◆ **The task**:
For the entries below, print exactly the lines between the line holding "Could you find the wrist in this interface?" and the line holding "Could you find the tomato", inclusive, and nothing else.

[[ Materials provided open ]]

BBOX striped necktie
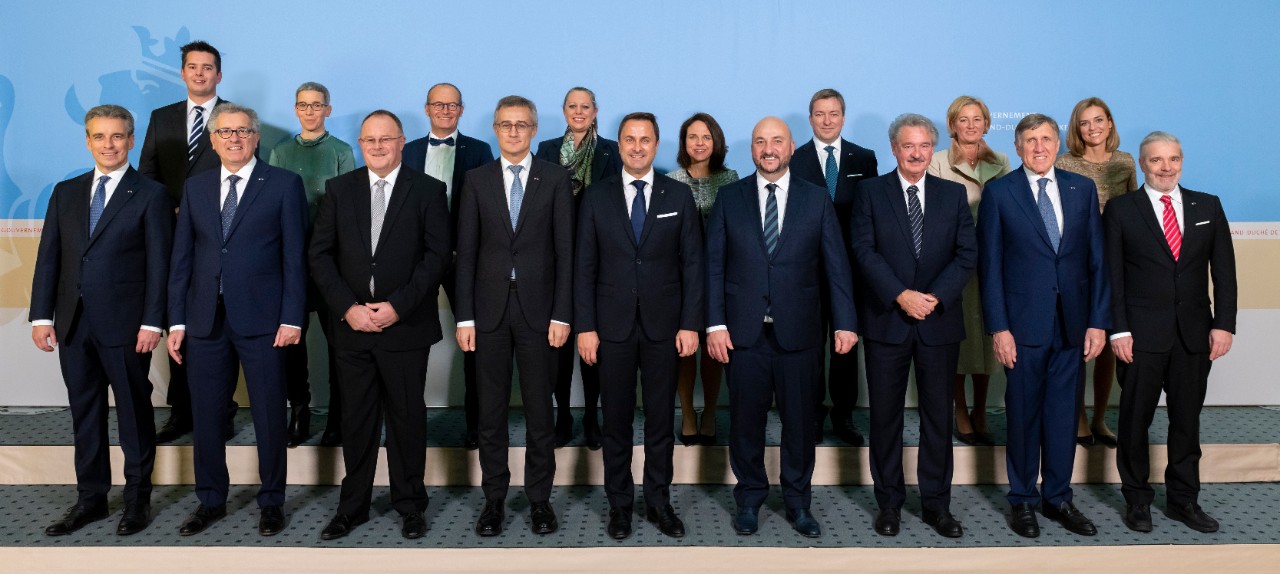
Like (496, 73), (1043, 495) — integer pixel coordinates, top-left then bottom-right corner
(1161, 195), (1182, 260)
(188, 106), (204, 163)
(907, 185), (923, 258)
(763, 183), (779, 256)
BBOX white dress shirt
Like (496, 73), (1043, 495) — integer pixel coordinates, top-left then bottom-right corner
(756, 170), (790, 233)
(814, 137), (842, 172)
(423, 129), (458, 200)
(187, 96), (216, 139)
(898, 169), (926, 213)
(1024, 166), (1064, 233)
(622, 169), (655, 216)
(1111, 184), (1186, 341)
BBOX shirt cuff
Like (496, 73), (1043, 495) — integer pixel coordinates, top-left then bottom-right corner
(835, 329), (854, 336)
(31, 320), (53, 327)
(170, 325), (186, 332)
(456, 320), (475, 328)
(141, 325), (161, 333)
(1109, 332), (1132, 341)
(551, 320), (569, 326)
(281, 324), (301, 330)
(707, 325), (727, 333)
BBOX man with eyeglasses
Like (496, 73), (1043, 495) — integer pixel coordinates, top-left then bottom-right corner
(455, 95), (574, 537)
(403, 82), (494, 449)
(166, 103), (308, 537)
(268, 81), (356, 448)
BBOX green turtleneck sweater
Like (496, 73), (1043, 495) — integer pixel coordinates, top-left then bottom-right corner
(268, 131), (356, 222)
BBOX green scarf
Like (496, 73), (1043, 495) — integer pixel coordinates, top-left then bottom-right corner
(558, 124), (597, 195)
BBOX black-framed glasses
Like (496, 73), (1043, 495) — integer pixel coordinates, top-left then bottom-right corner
(295, 102), (329, 111)
(358, 136), (403, 146)
(213, 127), (258, 139)
(428, 102), (462, 112)
(494, 121), (536, 133)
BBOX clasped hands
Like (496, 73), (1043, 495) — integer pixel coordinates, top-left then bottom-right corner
(345, 301), (400, 332)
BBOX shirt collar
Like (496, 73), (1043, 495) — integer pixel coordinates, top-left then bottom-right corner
(814, 137), (842, 155)
(622, 169), (655, 190)
(897, 169), (926, 190)
(500, 153), (533, 173)
(1144, 183), (1182, 204)
(93, 164), (130, 183)
(368, 164), (403, 190)
(756, 170), (791, 193)
(1023, 165), (1057, 186)
(221, 156), (257, 183)
(428, 129), (460, 143)
(188, 96), (216, 114)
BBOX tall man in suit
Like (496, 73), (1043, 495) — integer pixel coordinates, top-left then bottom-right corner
(166, 104), (308, 537)
(978, 113), (1110, 538)
(138, 40), (231, 443)
(706, 117), (858, 538)
(1107, 132), (1236, 534)
(455, 96), (574, 537)
(790, 88), (878, 446)
(402, 82), (494, 449)
(575, 112), (703, 540)
(31, 105), (173, 536)
(851, 114), (976, 539)
(310, 110), (451, 540)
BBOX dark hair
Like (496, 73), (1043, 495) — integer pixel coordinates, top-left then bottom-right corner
(181, 40), (221, 72)
(1014, 113), (1060, 144)
(808, 88), (845, 115)
(617, 112), (659, 141)
(675, 112), (728, 172)
(362, 109), (403, 134)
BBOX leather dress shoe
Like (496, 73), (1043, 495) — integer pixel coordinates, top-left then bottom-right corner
(401, 511), (428, 539)
(1075, 433), (1096, 447)
(1009, 503), (1040, 538)
(320, 513), (368, 540)
(678, 431), (698, 446)
(874, 507), (900, 536)
(1167, 501), (1219, 533)
(178, 504), (227, 536)
(1123, 503), (1153, 532)
(733, 506), (759, 535)
(259, 505), (285, 536)
(319, 427), (342, 447)
(646, 504), (686, 538)
(117, 503), (151, 536)
(607, 506), (632, 540)
(1094, 433), (1119, 448)
(155, 414), (193, 444)
(475, 499), (505, 537)
(45, 502), (109, 536)
(1041, 501), (1097, 536)
(287, 404), (311, 448)
(952, 426), (979, 446)
(785, 508), (821, 538)
(922, 509), (964, 538)
(554, 415), (573, 448)
(464, 429), (479, 450)
(529, 501), (558, 534)
(832, 417), (865, 446)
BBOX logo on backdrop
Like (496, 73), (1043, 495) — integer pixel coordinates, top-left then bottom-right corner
(64, 26), (191, 134)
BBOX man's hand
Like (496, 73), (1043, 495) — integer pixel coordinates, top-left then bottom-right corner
(675, 329), (699, 357)
(993, 330), (1017, 369)
(345, 304), (383, 333)
(273, 325), (302, 348)
(834, 330), (858, 354)
(456, 326), (476, 352)
(366, 301), (400, 329)
(707, 330), (733, 364)
(167, 329), (186, 364)
(895, 290), (938, 321)
(1210, 329), (1234, 360)
(32, 325), (57, 352)
(548, 323), (570, 348)
(578, 331), (600, 365)
(1111, 335), (1134, 364)
(1083, 328), (1106, 362)
(136, 329), (161, 354)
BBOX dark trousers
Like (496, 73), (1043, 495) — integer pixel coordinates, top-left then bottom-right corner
(864, 331), (958, 512)
(556, 342), (600, 419)
(442, 272), (478, 433)
(726, 324), (821, 511)
(598, 319), (679, 511)
(1116, 341), (1212, 506)
(476, 283), (557, 502)
(168, 333), (237, 423)
(186, 301), (288, 508)
(58, 318), (155, 508)
(820, 333), (861, 421)
(333, 345), (430, 517)
(1004, 311), (1081, 506)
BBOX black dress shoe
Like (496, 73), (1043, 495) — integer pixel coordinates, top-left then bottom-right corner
(554, 415), (573, 448)
(45, 502), (109, 536)
(1094, 433), (1118, 448)
(320, 513), (368, 540)
(117, 503), (151, 536)
(1041, 501), (1097, 536)
(320, 427), (342, 447)
(922, 509), (964, 538)
(529, 501), (558, 534)
(464, 429), (479, 450)
(259, 505), (285, 536)
(287, 404), (311, 448)
(952, 426), (979, 446)
(475, 499), (504, 537)
(607, 507), (632, 540)
(401, 511), (428, 539)
(811, 419), (825, 445)
(873, 507), (900, 536)
(1123, 503), (1153, 533)
(833, 418), (865, 446)
(1075, 433), (1096, 447)
(178, 504), (227, 536)
(1009, 503), (1040, 538)
(646, 504), (686, 538)
(678, 431), (698, 446)
(733, 506), (759, 535)
(1167, 501), (1219, 533)
(583, 417), (602, 451)
(155, 415), (193, 444)
(785, 508), (821, 538)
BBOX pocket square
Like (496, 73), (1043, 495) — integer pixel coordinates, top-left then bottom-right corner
(1195, 220), (1210, 226)
(846, 173), (862, 177)
(657, 212), (678, 219)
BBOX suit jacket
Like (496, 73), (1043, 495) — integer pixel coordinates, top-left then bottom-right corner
(309, 167), (451, 351)
(30, 167), (173, 345)
(978, 167), (1111, 346)
(791, 138), (878, 256)
(168, 160), (308, 338)
(1104, 186), (1236, 353)
(455, 158), (575, 332)
(402, 132), (494, 238)
(534, 136), (622, 189)
(139, 98), (226, 204)
(851, 172), (976, 346)
(705, 173), (856, 351)
(574, 173), (703, 342)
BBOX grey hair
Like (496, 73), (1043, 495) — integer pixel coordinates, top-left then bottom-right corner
(295, 82), (330, 105)
(84, 104), (134, 136)
(1013, 113), (1059, 145)
(888, 113), (938, 145)
(425, 82), (463, 107)
(494, 95), (538, 124)
(208, 102), (262, 133)
(1139, 131), (1181, 160)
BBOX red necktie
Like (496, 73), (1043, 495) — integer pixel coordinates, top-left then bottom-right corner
(1161, 195), (1181, 260)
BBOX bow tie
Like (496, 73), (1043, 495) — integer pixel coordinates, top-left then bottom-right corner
(428, 136), (455, 146)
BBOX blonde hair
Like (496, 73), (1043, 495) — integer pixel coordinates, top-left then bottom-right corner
(944, 95), (998, 165)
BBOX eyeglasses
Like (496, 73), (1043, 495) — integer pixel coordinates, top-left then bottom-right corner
(428, 102), (462, 112)
(213, 127), (258, 139)
(358, 136), (403, 146)
(295, 102), (329, 111)
(494, 121), (536, 133)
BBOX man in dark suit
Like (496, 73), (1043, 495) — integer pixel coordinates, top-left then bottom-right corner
(851, 114), (976, 539)
(31, 105), (172, 536)
(310, 110), (450, 540)
(790, 88), (877, 446)
(138, 40), (230, 444)
(575, 112), (703, 540)
(166, 104), (308, 537)
(1107, 132), (1236, 534)
(402, 82), (494, 449)
(455, 95), (574, 537)
(978, 113), (1110, 538)
(706, 116), (857, 538)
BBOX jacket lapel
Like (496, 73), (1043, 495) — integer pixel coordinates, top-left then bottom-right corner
(353, 169), (374, 257)
(886, 173), (915, 253)
(223, 161), (267, 242)
(185, 98), (222, 175)
(513, 161), (541, 238)
(87, 168), (140, 248)
(1134, 188), (1175, 262)
(637, 178), (666, 247)
(1011, 166), (1054, 250)
(609, 178), (635, 246)
(375, 170), (412, 252)
(742, 174), (770, 257)
(919, 176), (948, 260)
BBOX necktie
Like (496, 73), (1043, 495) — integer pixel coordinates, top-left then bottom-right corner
(907, 184), (923, 258)
(763, 183), (779, 256)
(188, 106), (204, 163)
(508, 165), (524, 279)
(370, 179), (387, 295)
(823, 145), (838, 200)
(89, 175), (108, 235)
(1161, 195), (1182, 260)
(221, 174), (240, 241)
(1036, 177), (1060, 253)
(630, 180), (647, 242)
(428, 136), (455, 146)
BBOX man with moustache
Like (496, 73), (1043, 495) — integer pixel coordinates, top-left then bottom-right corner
(851, 114), (976, 538)
(706, 117), (857, 538)
(167, 103), (308, 537)
(1107, 132), (1236, 533)
(575, 112), (703, 540)
(31, 105), (173, 536)
(310, 110), (450, 540)
(978, 113), (1110, 538)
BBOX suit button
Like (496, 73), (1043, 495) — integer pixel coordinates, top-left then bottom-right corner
(631, 288), (637, 294)
(635, 259), (641, 264)
(372, 262), (377, 267)
(82, 257), (88, 262)
(221, 248), (228, 254)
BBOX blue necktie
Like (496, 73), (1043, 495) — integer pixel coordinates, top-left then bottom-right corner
(630, 180), (646, 242)
(1036, 177), (1060, 252)
(823, 145), (838, 200)
(188, 106), (204, 163)
(222, 174), (240, 241)
(763, 183), (779, 257)
(428, 136), (455, 146)
(88, 175), (108, 235)
(907, 184), (923, 258)
(508, 165), (524, 279)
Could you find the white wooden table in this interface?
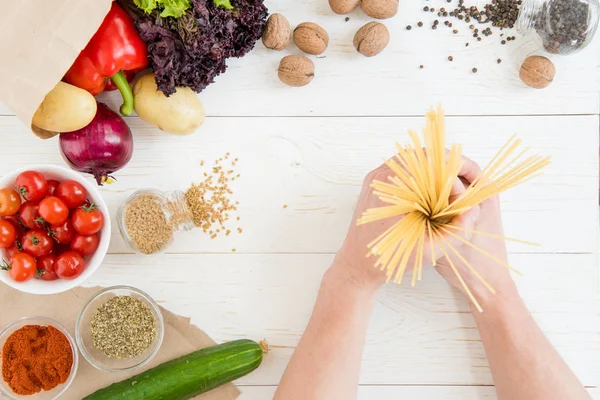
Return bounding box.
[1,0,600,398]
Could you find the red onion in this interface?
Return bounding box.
[59,102,134,185]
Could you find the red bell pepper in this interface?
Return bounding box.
[64,3,148,116]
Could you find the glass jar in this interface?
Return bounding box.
[517,0,600,54]
[117,189,194,255]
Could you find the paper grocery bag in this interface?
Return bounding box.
[0,0,112,138]
[0,285,239,399]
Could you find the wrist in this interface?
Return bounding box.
[326,258,384,298]
[471,280,522,317]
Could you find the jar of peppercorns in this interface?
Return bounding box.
[517,0,599,54]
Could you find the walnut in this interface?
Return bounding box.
[262,13,291,51]
[278,55,315,87]
[329,0,361,14]
[293,22,329,55]
[361,0,399,19]
[520,56,555,89]
[353,22,390,57]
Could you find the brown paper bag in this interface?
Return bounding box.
[0,0,112,137]
[0,285,239,399]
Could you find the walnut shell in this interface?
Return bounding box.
[329,0,361,14]
[262,13,291,51]
[361,0,399,19]
[353,22,390,57]
[520,56,555,89]
[293,22,329,55]
[278,55,315,87]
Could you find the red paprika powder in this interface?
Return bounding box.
[1,325,73,395]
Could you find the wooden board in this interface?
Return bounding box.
[83,252,600,387]
[1,0,599,118]
[0,115,597,256]
[238,386,600,399]
[0,0,599,397]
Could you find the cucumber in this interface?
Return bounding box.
[83,339,263,400]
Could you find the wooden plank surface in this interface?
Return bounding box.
[1,0,599,118]
[83,252,600,386]
[1,0,599,397]
[238,386,600,399]
[238,385,499,399]
[0,115,597,256]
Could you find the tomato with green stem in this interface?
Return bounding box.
[0,220,17,248]
[55,251,85,279]
[1,253,36,282]
[15,171,48,202]
[72,203,104,235]
[22,229,54,257]
[50,220,76,244]
[56,180,87,209]
[71,234,99,256]
[39,196,69,225]
[36,255,58,281]
[18,202,42,230]
[0,188,21,217]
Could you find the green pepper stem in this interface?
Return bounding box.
[110,70,134,116]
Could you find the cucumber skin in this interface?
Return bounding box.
[83,339,263,400]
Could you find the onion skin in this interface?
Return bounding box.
[59,102,133,185]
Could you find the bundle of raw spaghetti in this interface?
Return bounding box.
[358,106,550,311]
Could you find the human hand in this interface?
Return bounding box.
[434,156,518,309]
[333,160,481,293]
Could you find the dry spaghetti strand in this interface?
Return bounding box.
[357,106,549,310]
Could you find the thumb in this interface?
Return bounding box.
[432,205,480,261]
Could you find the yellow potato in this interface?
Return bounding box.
[32,82,97,133]
[133,74,205,135]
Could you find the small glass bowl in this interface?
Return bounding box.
[76,286,164,373]
[0,317,79,400]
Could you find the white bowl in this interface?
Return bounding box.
[0,164,110,294]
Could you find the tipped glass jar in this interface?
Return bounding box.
[117,189,194,255]
[517,0,600,55]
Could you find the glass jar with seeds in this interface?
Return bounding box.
[517,0,599,54]
[117,156,241,255]
[76,286,164,372]
[117,189,194,255]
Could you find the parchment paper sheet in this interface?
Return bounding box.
[0,285,239,399]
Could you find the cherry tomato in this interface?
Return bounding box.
[0,188,21,217]
[5,242,22,260]
[47,180,60,196]
[39,196,69,225]
[36,255,58,281]
[3,215,25,238]
[18,202,42,230]
[3,253,36,282]
[71,234,99,256]
[50,220,76,244]
[56,181,87,209]
[55,251,85,280]
[0,220,17,248]
[22,229,54,258]
[15,171,48,202]
[72,204,104,235]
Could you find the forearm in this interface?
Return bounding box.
[474,286,590,400]
[274,263,379,400]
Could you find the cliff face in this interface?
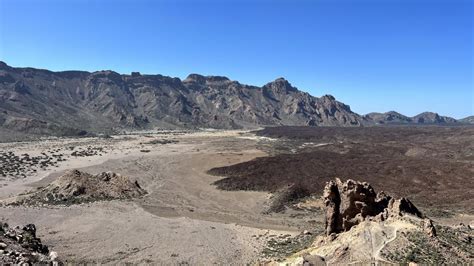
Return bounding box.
[0,62,366,135]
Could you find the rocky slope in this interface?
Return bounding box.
[0,61,367,135]
[4,170,146,205]
[365,111,458,125]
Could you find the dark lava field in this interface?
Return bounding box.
[209,126,474,215]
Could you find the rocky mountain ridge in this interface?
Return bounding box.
[364,111,459,125]
[0,61,367,135]
[0,61,462,137]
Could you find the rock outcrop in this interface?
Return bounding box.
[6,170,146,205]
[0,222,57,264]
[323,178,426,235]
[283,179,462,265]
[279,179,473,265]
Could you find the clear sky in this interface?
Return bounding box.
[0,0,472,118]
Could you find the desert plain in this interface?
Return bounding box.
[0,126,473,264]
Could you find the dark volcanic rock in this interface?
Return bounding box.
[210,126,474,214]
[0,221,56,264]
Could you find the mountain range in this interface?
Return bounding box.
[0,61,468,137]
[364,111,459,125]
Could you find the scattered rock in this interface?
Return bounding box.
[143,139,178,145]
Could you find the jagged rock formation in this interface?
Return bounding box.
[365,111,458,125]
[5,170,146,205]
[0,61,369,135]
[0,222,57,264]
[280,179,473,264]
[323,178,425,235]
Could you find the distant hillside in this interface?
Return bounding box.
[412,112,458,124]
[365,111,458,125]
[364,111,413,124]
[459,116,474,124]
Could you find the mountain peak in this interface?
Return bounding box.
[274,77,288,82]
[320,94,336,101]
[264,77,297,92]
[386,111,404,115]
[184,74,206,83]
[205,76,230,83]
[184,74,230,84]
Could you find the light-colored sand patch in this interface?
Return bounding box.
[1,202,295,264]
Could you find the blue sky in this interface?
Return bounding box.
[0,0,472,118]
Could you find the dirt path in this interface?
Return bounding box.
[373,226,399,262]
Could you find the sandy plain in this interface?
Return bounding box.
[0,130,309,264]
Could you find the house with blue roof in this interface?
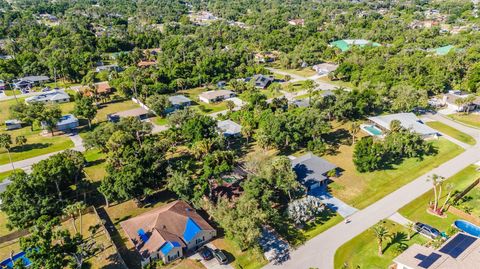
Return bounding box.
[120,200,216,266]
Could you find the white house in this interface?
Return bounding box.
[198,90,235,103]
[25,90,70,104]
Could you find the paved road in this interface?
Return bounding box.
[0,133,85,173]
[264,117,480,269]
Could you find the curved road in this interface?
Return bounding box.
[264,115,480,269]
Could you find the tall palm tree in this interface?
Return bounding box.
[0,134,14,171]
[348,121,360,145]
[75,202,87,236]
[439,183,455,213]
[428,174,445,213]
[372,223,389,256]
[406,222,415,240]
[63,204,79,234]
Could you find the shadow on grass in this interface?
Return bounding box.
[383,231,408,253]
[11,143,52,152]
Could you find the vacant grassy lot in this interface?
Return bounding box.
[326,136,464,209]
[177,87,228,114]
[317,76,353,89]
[0,127,73,165]
[399,165,480,231]
[426,121,476,145]
[448,113,480,128]
[83,149,107,182]
[334,220,428,269]
[92,100,140,124]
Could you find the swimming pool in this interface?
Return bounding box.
[0,251,31,268]
[361,124,383,136]
[454,220,480,238]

[[ Materials provided closed ]]

◆ **Answer to the problem**:
Could you find the wrist in this interface?
Return bounding box.
[326,258,384,298]
[471,280,522,317]
Could you find the jar of peppercorns in this interface?
Return bounding box.
[517,0,599,54]
Could you find the walnut in this interface?
Return bounding box.
[262,13,291,51]
[278,55,315,87]
[329,0,361,14]
[293,22,329,55]
[361,0,399,19]
[520,56,555,89]
[353,22,390,57]
Could you find the brown paper bag in this interface?
Return bounding box.
[0,0,112,137]
[0,285,239,399]
Could you find the walnut shell in this interface?
Return bounding box.
[329,0,361,14]
[262,13,291,51]
[361,0,399,19]
[353,22,390,57]
[520,56,555,89]
[293,22,329,55]
[278,55,315,87]
Could you find the red paprika powder in this interface?
Return bounding box.
[1,325,73,395]
Could you find the wooden board in this interface?
Return bounding box.
[83,252,600,387]
[1,0,599,118]
[0,115,597,256]
[238,386,600,399]
[0,0,599,397]
Could you find the cucumber in this interface?
Return bounding box.
[83,339,263,400]
Could you find the wooden plank surface in this interface?
Return bounding box.
[1,0,599,118]
[83,252,600,386]
[1,0,599,397]
[238,386,600,399]
[238,385,499,399]
[0,115,597,256]
Could you find the tomato with green stem in this interface?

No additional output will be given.